→ **EXCERPT**
———
Sam Mendes, a wiser Bond and an unforgettable villain make 'Skyfall' a fitting tribute to the 50th year of the franchise

As James Bond, actor Daniel Craig is as sharp and savvy as everPremium
As James Bond, actor Daniel Craig is as sharp and savvy as ever

Bond just got better

The architects of the thrilling new addition to James Bond movies are the director-cinematographer duo of Sam Mendes and Roger Deakins. This is a Bond film that surpasses all expectations. Daniel Craig as Bond is as sharp and savvy as ever, but what really endures is the remarkably crafted extravaganza.
———
(Point annotation dataset records)
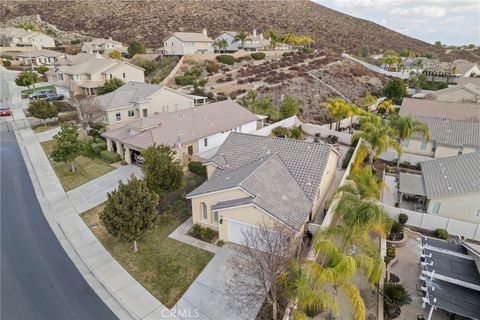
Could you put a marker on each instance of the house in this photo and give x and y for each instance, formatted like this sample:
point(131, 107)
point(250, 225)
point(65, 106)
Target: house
point(192, 132)
point(454, 127)
point(450, 187)
point(103, 46)
point(450, 277)
point(84, 73)
point(253, 42)
point(136, 100)
point(184, 43)
point(256, 180)
point(16, 37)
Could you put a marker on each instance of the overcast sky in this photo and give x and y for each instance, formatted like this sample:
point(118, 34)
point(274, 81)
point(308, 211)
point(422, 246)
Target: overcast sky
point(453, 22)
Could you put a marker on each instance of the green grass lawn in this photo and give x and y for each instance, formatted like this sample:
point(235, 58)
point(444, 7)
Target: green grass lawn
———
→ **PROMPT 1**
According to the Skyfall review, who is the director-cinematographer duo behind the new Bond film?
→ **PROMPT 2**
Transcribe the Skyfall review from "Sam Mendes, a" to "remarkably crafted extravaganza.".
The records aren't needed for any of this.

→ **PROBLEM SOLUTION 1**
Sam Mendes and Roger Deakins.

→ **PROBLEM SOLUTION 2**
Sam Mendes, a wiser Bond and an unforgettable villain make 'Skyfall' a fitting tribute to the 50th year of the franchise

As James Bond, actor Daniel Craig is as sharp and savvy as everPremium
As James Bond, actor Daniel Craig is as sharp and savvy as ever

Bond just got better

The architects of the thrilling new addition to James Bond movies are the director-cinematographer duo of Sam Mendes and Roger Deakins. This is a Bond film that surpasses all expectations. Daniel Craig as Bond is as sharp and savvy as ever, but what really endures is the remarkably crafted extravaganza.